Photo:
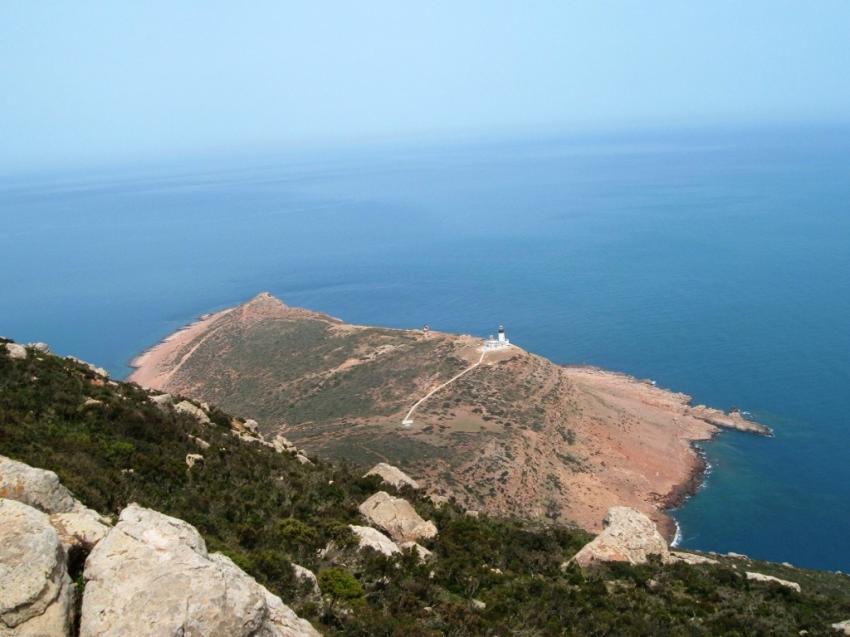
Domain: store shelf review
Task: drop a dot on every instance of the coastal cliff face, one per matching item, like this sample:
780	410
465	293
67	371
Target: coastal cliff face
126	511
515	435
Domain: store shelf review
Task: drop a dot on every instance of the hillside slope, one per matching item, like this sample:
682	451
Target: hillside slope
112	444
516	435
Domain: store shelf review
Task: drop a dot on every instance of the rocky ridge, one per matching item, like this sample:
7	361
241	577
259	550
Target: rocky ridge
150	574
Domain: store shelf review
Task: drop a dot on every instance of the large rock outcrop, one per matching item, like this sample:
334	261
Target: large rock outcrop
628	536
36	596
39	488
151	575
761	577
392	475
185	407
367	537
13	350
397	517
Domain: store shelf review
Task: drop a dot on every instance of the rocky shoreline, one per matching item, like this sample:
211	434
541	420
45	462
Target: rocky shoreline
580	437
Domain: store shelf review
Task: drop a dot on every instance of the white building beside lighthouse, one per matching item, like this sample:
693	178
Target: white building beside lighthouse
499	342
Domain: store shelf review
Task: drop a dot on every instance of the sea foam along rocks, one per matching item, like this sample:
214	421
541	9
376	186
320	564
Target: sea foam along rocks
36	595
397	517
628	536
392	475
151	575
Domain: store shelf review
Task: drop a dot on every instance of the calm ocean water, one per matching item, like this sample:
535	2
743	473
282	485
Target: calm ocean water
717	264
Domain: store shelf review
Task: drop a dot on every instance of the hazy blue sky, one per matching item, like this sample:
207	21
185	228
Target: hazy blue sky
93	81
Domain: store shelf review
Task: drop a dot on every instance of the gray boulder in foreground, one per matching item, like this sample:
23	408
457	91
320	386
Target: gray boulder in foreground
39	488
36	596
151	575
13	350
397	517
628	536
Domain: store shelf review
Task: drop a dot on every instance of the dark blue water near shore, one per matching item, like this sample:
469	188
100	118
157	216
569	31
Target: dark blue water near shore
716	264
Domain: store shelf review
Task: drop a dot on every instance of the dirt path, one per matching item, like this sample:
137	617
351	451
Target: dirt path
408	420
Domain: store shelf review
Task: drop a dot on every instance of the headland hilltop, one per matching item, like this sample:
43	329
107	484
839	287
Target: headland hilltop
497	428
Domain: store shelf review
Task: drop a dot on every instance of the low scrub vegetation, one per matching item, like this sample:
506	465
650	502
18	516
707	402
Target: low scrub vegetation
486	576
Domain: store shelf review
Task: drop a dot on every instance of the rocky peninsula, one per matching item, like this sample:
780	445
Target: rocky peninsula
516	435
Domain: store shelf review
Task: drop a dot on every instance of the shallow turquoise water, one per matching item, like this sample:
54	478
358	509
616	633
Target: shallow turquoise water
716	264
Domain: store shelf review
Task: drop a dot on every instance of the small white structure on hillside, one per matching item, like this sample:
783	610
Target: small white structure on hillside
500	342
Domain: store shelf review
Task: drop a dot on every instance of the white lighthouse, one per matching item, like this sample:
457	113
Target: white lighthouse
500	342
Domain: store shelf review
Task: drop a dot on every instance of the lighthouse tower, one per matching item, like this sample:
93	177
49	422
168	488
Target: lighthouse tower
500	342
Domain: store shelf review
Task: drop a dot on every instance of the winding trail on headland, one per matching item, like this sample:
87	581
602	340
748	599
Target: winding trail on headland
406	421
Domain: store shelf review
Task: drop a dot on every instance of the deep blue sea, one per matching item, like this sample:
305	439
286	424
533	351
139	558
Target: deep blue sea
716	263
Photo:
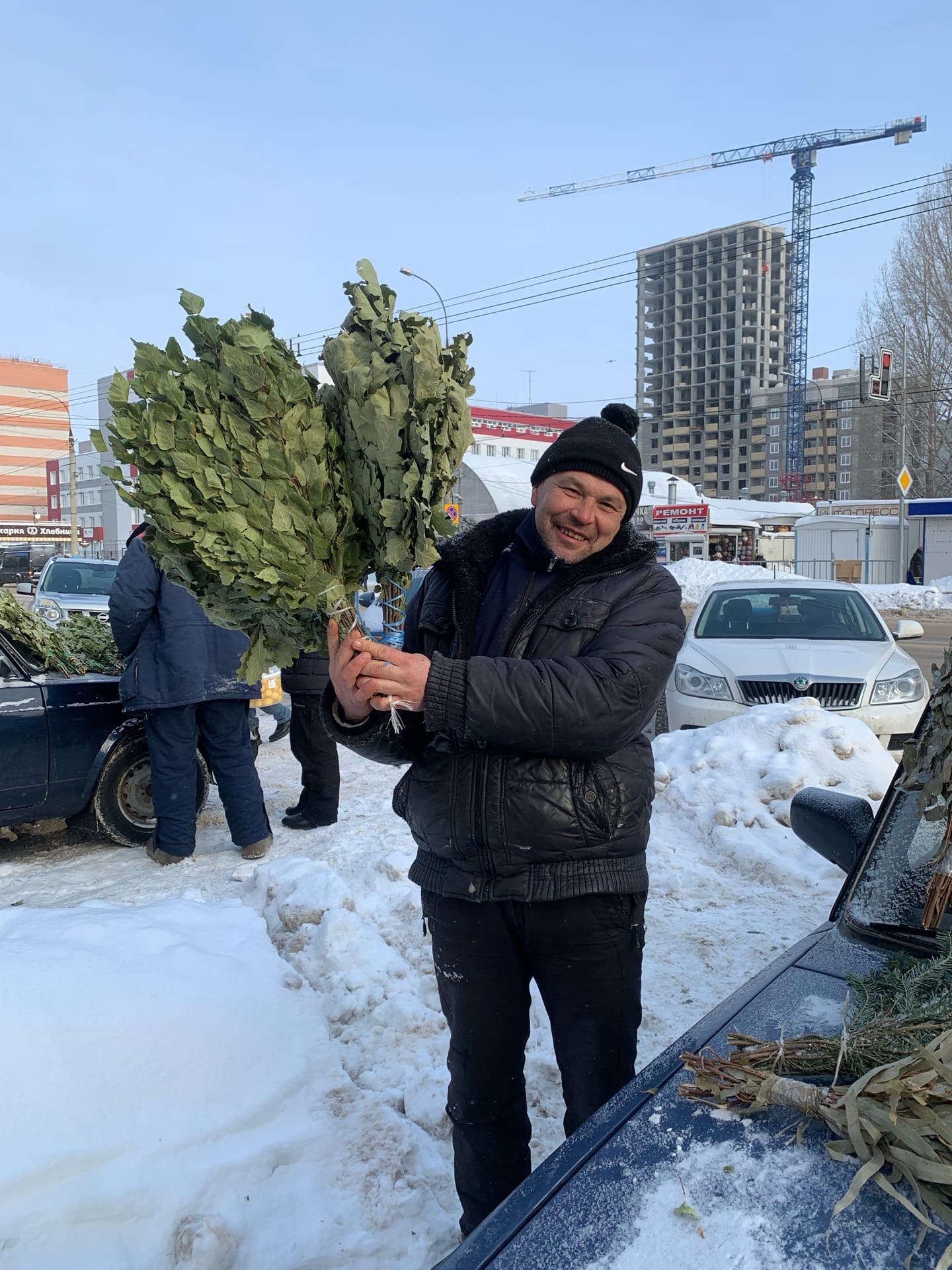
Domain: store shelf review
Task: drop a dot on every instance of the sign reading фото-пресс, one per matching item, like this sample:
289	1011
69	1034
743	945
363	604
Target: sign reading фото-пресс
681	519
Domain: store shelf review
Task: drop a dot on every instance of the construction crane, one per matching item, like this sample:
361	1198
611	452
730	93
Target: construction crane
803	153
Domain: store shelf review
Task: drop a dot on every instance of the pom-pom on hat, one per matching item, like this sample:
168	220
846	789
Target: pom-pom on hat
603	446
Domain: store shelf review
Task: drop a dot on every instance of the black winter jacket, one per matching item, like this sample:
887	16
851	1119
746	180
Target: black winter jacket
530	774
306	677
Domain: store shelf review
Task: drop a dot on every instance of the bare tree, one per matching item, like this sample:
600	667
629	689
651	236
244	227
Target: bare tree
914	291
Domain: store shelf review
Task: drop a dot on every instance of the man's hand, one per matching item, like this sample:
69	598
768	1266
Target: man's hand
391	677
368	676
346	666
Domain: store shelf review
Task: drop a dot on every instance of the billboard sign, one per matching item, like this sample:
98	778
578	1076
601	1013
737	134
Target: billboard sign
680	519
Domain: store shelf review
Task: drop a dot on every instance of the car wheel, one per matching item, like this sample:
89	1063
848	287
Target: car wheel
662	718
124	798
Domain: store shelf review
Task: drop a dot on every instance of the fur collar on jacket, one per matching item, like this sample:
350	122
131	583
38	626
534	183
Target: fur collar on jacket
467	560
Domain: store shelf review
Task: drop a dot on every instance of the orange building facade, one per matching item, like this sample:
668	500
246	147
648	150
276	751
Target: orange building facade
34	426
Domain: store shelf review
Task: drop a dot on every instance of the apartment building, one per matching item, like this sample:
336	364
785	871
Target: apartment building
34	426
851	448
711	334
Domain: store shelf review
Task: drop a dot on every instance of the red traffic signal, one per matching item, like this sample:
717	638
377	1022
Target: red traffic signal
881	380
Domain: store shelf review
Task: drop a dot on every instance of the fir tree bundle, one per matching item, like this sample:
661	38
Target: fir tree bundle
75	647
895	1118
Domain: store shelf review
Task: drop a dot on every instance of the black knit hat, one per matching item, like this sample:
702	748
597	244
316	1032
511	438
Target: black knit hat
602	446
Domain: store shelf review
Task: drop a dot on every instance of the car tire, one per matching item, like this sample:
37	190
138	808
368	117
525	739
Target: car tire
662	718
122	802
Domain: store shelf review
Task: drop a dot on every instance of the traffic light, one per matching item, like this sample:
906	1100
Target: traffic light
881	380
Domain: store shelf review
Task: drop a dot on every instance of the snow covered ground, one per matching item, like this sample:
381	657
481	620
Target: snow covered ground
233	1067
697	575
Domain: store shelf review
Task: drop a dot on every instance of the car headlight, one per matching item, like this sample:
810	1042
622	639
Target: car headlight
696	683
50	610
906	687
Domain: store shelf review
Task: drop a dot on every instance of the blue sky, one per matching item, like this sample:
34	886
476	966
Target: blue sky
254	151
..........
If a record holds a picture, leave the picture out, but repeat every line exactly.

• [Answer area]:
Photo:
Domain: store shelf review
Task: drop a dot on every instance of the coastal cliff face, one per matching item, like this sample:
780	410
465	293
67	371
Target: coastal cliff face
126	511
515	435
Domain: store shelf review
Task: drop a dot on every instance of the hillside slope, one per matching item, like this sample:
682	451
Target: hillside slope
112	444
516	435
Domain: store shelf review
Task: drop a dot on every instance of the rocky ridge, one per matching item, like this sample:
7	361
241	577
259	550
Target: rocky ridge
150	574
Domain: store shelf review
Task: drop a dot on every instance of the large rock outcrop, one per matching item, like this sample:
334	261
Target: large rock outcrop
628	536
36	596
39	488
151	575
761	577
392	475
185	407
367	537
13	350
397	517
Domain: store shelf review
Task: drop a dot on every instance of the rocky shoreline, one per matching item, like this sample:
211	434
541	420
45	462
Target: rocky shoreline
580	437
Domain: store shelf review
Task: drop a dot on every instance of the white building beside lighthouse, one per matching item, like this sample:
693	178
Target: white building beside lighthouse
499	342
Domain: store shelf review
Task: drop a dot on every instance of the sea foam along rocks, one per matching item, like this sample:
214	421
541	9
376	186
320	564
Target: sea foam along rocks
36	595
397	517
628	536
392	475
151	575
Domain: store shelf review
Task: drop a dot on every instance of the calm ocean water, one per matching item, like this sample:
535	2
743	473
282	485
Target: calm ocean water
717	264
Domain: store shelf review
Task: drop a dot on every instance of the hazy blue sky, one per matching item, like this sample:
207	21
185	228
Target: hazy blue sky
93	81
Domain: store shelf review
Task: drop a dot on every instance of the gray boulder in foreground, one per matching item, like this sample:
23	408
457	91
320	386
Target: gray boulder in foreground
39	488
36	596
151	575
13	350
397	517
628	536
Domain: store shelf review
Task: drop a dot on every instance of the dark blue water near shore, one per matching item, like this sample:
469	188
100	118
157	216
569	31
Target: dark blue water near shore
716	264
Domain: store shelf review
Task: drop a dot on every instance of the dirt path, one per matching item, like this sample:
137	617
351	451
Target: dirt path
408	420
Domain: store shelf review
Task: drop a dot on every instance of the headland hilltop, one per matching item, like this sample:
43	329
107	484
839	287
Target: headland hilltop
497	428
Domain: store shelf review
Task: drop a dot on every instance of the low scrub vegetation, one per matching item, like this sample:
506	465
650	502
18	516
707	402
Target: low scrub vegetation
486	576
Domain: store shelf review
Task: drop a dot on every instance of the rocky peninsula, one per matching item, like this sample:
780	445
Target: rocky peninsula
516	435
Domain: store shelf review
Task: drop a dot on every instance of the shallow turquoise water, one per matching item, like this sample:
54	478
358	509
616	633
Target: shallow turquoise water
716	264
Domain: store shelf review
Task: drop a dot on every instance of the small white structure on hillside, one per matching item, like this sample:
783	610
Target: small white structure on hillside
500	342
Domain: store shelf review
Task: drop a dot on every instance of the white lighthouse, one per matching item, like this sample:
457	113
Target: white lighthouse
500	342
Domain: store shelf review
Task: drop a dot on every instance of the lighthouse tower, one per matching item, like this sample:
93	177
49	422
168	488
Target: lighthouse tower
500	342
Domain: store shelf review
Task: drop a dot on every instance of the winding trail on headland, one per matching item, like this sample:
87	581
602	340
748	599
Target: winding trail on headland
406	421
Domain: store shelf review
Task: drop a dot on every instance of the deep blue sea, one per matching item, like this sample:
305	439
286	424
533	351
139	558
Target: deep blue sea
716	263
Photo:
Domain: store shelf review
Task: drop a dot on every instance of the sign reading фото-пресс, one per matching item, like this sample:
289	1011
69	1034
743	945
363	604
Target: sign reading фото-пресс
681	519
Domain: store shelf review
Task: drop a dot on every instance of the construction crane, one per matching item, like this sample:
361	1198
611	452
730	93
Target: construction crane
803	153
Domain: store shelf review
Task: drop a dot on every instance of the pom-pom on hat, one per matching item, like this sample:
168	220
846	789
Target: pom-pom on hat
603	446
Domain: store shelf review
Task: drop a dot on every instance of the black winter jacket, one per matching item, like this sample:
887	16
851	1119
746	180
Target: black winter jacket
530	774
306	677
Domain: store shelf review
Task: drop a dot on every instance of the bare tree, one per matching item, like this sample:
600	667
629	689
651	236
244	227
Target: bare tree
914	291
Domain: store shelf review
Task: drop a dot on every instance of the man's hand, one per matching item, like this sample:
69	598
768	1266
Target: man's hand
391	677
368	676
346	666
Domain: store shelf review
Task: drop a dot on every instance of the billboard sign, one per matching item, like this sample:
98	778
578	1076
601	1013
737	134
Target: billboard sign
680	519
Domain: store shelf review
Task: drop a dot on every instance of the car wheel, one per matching item, like this sample:
89	1063
848	287
Target: car wheel
662	718
124	798
Domain: store shelf review
Task: drop a dot on every instance of the fur collar on jacket, one per matching item, like this sample:
350	122
131	583
38	626
534	183
Target: fur collar on jacket
467	560
Domain: store shelf review
Task: drop a dot on every instance of the orange building facade, one per matching item, like this sample:
668	500
246	147
648	150
276	751
Target: orange building facade
34	426
Domain: store shelf review
Task: drop a dot on every instance of the apartment building, one per matching item, like this sample:
336	364
785	871
Target: apartment building
34	426
851	448
711	334
Domain: store shelf review
Task: drop a dot on every instance of the red traffic signal, one per matching item, like this sample:
717	638
377	1022
Target: red traffic signal
881	380
Domain: store shelf review
Task: drop a dot on every instance of the fir tree bundle, one per matching item, like this sample:
661	38
Target: fir tree bundle
75	647
895	1118
Domain: store shelf review
Task: drop a dot on every instance of the black knit hat, one per matching item, like this sample:
702	748
597	244
316	1032
511	438
Target: black knit hat
602	446
Domain: store shelf review
Task: drop a dot on every instance of the car tire, one per matching item, like this sample:
37	190
138	808
368	117
525	739
Target: car tire
662	718
122	802
Domain: store shelf review
Task: drop a dot on every instance of the traffic light, one per matching item, like this sample:
906	1100
Target: traffic light
881	380
Domain: store shelf review
Task: drop a dot on every instance of the snow covered ground, one per matching item, like this sample:
381	657
481	620
Target: snow covered ground
233	1067
697	575
Domain: store shelf review
Task: drop a dot on every instance of the car headlight, one per matching item, like this sample:
810	1042
622	639
Target: car headlight
696	683
50	610
906	687
Domain: store shelf review
Task: drop a dot on every instance of the blue sky, one per matching item, like this sample:
34	886
476	966
Target: blue sky
254	151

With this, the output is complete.